- **Work instruction**
The answer is to be all of the data below, reproduced exactly.

- **Free-text object descriptions**
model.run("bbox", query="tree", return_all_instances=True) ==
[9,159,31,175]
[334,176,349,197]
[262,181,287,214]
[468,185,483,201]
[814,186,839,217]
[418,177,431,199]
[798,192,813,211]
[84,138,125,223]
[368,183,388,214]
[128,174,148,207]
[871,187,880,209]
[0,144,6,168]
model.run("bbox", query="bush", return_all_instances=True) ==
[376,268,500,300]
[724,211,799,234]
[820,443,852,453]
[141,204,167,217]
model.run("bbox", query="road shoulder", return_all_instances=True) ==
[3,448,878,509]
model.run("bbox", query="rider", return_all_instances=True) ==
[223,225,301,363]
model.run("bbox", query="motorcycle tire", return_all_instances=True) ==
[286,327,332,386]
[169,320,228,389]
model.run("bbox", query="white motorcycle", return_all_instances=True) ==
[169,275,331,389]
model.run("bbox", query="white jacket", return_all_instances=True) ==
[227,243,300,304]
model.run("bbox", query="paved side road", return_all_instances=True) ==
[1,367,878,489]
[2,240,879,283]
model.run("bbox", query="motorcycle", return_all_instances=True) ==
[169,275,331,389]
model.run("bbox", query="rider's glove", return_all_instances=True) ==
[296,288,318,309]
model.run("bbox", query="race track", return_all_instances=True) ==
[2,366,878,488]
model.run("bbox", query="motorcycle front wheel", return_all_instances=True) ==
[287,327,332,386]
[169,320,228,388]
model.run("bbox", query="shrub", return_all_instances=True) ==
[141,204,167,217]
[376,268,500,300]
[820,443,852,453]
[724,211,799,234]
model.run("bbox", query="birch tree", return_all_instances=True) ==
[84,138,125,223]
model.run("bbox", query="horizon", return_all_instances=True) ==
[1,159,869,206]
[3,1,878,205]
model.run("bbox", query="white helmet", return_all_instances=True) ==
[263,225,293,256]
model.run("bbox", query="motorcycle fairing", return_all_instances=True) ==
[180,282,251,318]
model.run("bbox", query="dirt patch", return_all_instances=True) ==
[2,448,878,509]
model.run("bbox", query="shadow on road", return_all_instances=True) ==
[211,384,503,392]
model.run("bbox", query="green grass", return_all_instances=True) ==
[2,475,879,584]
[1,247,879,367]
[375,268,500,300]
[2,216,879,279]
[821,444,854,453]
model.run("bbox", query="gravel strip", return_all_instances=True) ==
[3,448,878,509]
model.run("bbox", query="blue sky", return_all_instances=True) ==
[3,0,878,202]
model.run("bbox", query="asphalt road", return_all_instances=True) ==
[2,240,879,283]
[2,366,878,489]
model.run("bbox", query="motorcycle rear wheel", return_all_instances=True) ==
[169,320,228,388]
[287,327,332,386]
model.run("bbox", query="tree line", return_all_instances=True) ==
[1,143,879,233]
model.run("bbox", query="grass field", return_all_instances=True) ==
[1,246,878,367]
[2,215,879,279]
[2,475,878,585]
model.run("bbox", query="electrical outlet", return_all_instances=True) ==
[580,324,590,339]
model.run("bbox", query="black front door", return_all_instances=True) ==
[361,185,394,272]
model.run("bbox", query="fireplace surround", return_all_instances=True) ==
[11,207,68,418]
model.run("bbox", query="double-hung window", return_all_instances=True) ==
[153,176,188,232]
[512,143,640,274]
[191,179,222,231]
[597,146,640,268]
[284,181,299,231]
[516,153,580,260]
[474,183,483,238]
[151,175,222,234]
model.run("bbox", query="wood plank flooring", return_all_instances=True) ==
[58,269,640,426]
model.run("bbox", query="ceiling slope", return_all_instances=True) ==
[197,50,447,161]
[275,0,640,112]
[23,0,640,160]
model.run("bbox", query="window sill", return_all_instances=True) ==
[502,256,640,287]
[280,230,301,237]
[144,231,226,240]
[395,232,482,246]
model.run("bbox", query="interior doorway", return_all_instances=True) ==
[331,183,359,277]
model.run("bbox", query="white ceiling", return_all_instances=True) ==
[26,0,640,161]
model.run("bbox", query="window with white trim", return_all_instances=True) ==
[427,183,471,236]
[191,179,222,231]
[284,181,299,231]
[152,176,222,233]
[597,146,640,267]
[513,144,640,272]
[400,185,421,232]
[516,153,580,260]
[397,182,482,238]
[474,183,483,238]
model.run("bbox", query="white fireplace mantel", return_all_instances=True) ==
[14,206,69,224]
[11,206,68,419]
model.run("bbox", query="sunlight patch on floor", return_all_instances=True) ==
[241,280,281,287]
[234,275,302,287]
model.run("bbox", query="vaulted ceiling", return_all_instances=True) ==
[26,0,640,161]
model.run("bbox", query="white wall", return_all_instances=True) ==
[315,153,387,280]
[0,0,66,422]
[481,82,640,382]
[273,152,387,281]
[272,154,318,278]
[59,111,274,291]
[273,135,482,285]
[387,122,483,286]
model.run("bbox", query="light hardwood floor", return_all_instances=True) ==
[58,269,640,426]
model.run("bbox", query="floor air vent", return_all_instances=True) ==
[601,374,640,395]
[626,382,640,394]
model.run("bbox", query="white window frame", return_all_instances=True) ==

- **Response area**
model.run("bbox", query="tree", return_all_instances=True) ==
[9,159,31,175]
[334,176,349,197]
[262,181,287,214]
[468,185,483,201]
[814,186,839,217]
[418,177,431,199]
[798,192,813,211]
[84,138,125,223]
[368,183,388,214]
[128,174,148,207]
[871,187,880,209]
[0,144,6,168]
model.run("bbox", query="bush", return_all_instances=True) ==
[376,268,500,300]
[724,211,799,234]
[820,443,852,453]
[141,204,167,217]
model.run("bbox", query="road shoulder", return_all_instances=True) ==
[3,448,878,509]
model.run("bbox", query="rider", return_all_instances=True) ==
[223,225,301,363]
model.run("bbox", query="motorcycle tire", return_all_instances=True) ==
[286,327,332,386]
[169,320,228,389]
model.run("bbox", query="white motorcycle", return_all_instances=True) ==
[169,275,331,389]
model.run("bbox", query="white jacket", return_all_instances=True) ==
[227,243,300,304]
model.run("bbox", query="paved side road", return_all_instances=True) ==
[1,367,878,489]
[2,240,879,283]
model.run("bbox", query="motorcycle", return_all_instances=True) ==
[169,275,331,389]
model.run("bbox", query="rider's glove", return_all_instances=True) ==
[296,288,318,309]
model.run("bbox", query="race track", return_all_instances=True) ==
[2,366,878,488]
model.run("bbox", query="motorcycle front wheel", return_all_instances=True) ==
[287,327,332,386]
[169,320,228,388]
model.run("bbox", query="shrub", return_all_instances=True) ==
[141,204,167,217]
[376,268,500,300]
[820,443,852,453]
[724,211,799,234]
model.run("bbox", query="birch tree", return_all_instances=True) ==
[84,138,125,223]
model.run("bbox", query="horizon", return_all_instances=True) ==
[1,159,869,206]
[3,1,878,205]
model.run("bbox", query="white helmet", return_all_instances=True) ==
[263,225,293,256]
model.run("bbox", query="motorcycle fairing", return_all_instances=True) ==
[180,282,251,318]
model.run("bbox", query="dirt patch", return_all_instances=True) ==
[2,448,878,509]
model.run("bbox", query="shadow on road", return_all_instances=True) ==
[211,384,503,392]
model.run("bbox", query="green grass", return_all_instances=True) ==
[2,475,879,584]
[1,247,879,367]
[375,268,500,300]
[2,216,879,279]
[821,444,854,453]
model.run("bbox", query="gravel strip", return_all_instances=True) ==
[3,448,878,509]
model.run("bbox", query="blue sky", return_all_instances=True) ==
[3,0,878,202]
model.run("bbox", query="asphalt road", return_all_instances=True) ==
[2,240,879,283]
[2,366,878,489]
model.run("bbox", query="motorcycle rear wheel", return_all_instances=True) ==
[169,320,228,388]
[287,327,332,386]
model.run("bbox", query="tree line", return_all_instances=True) ==
[1,143,879,233]
model.run("bbox", query="grass field", return_all_instances=True) ==
[1,246,878,367]
[2,215,879,279]
[2,475,878,585]
model.run("bbox", query="electrical outlet", return_all_instances=True) ==
[580,324,590,339]
model.run("bbox", query="black front door", return_all_instances=True) ==
[361,185,394,272]
model.run("bbox", query="fireplace surround", return_all_instances=True) ==
[11,207,68,418]
model.run("bbox", query="double-hung window", return_all_instances=True) ==
[153,176,188,232]
[512,143,640,274]
[191,179,222,231]
[597,146,640,268]
[284,181,299,231]
[516,153,580,260]
[474,183,483,238]
[151,175,222,234]
model.run("bbox", query="wood plank flooring", return_all_instances=True) ==
[58,269,640,426]
model.run("bbox", query="ceiling slope", return_all_instances=True) ==
[197,50,447,161]
[275,0,640,112]
[23,0,640,160]
model.run("bbox", query="window sill", return_all_instances=True) ==
[502,256,640,287]
[280,230,301,237]
[144,231,226,240]
[395,232,482,246]
model.run("bbox", query="interior doorway", return_all_instances=True) ==
[331,183,359,277]
model.run("bbox", query="white ceiling", return_all_instances=True) ==
[26,0,640,161]
model.run("bbox", query="window with white trim", return_all_instances=True) ==
[427,183,471,236]
[191,179,222,231]
[284,181,299,231]
[152,176,222,233]
[597,146,640,267]
[513,144,640,272]
[400,185,421,232]
[516,153,580,260]
[397,182,482,238]
[474,183,483,238]
model.run("bbox", query="white fireplace mantel", return_all_instances=True) ==
[14,206,69,224]
[11,206,68,419]
model.run("bbox", query="sunlight patch on floor", return_all_instances=True) ==
[241,280,281,287]
[234,275,302,287]
model.run("bbox", query="vaulted ceiling", return_all_instances=True) ==
[26,0,640,161]
model.run("bbox", query="white wall", return_all_instances=True) ==
[315,153,387,280]
[0,0,66,422]
[481,82,640,382]
[273,152,387,281]
[272,154,318,278]
[59,111,274,291]
[273,135,482,285]
[387,122,483,286]
model.run("bbox", query="light hardwood floor", return_all_instances=True) ==
[58,269,640,426]
model.run("bbox", query="floor air vent", return_all_instances=True) ==
[601,374,640,395]
[626,382,640,394]
model.run("bbox", query="white window frame", return_all_instances=True) ==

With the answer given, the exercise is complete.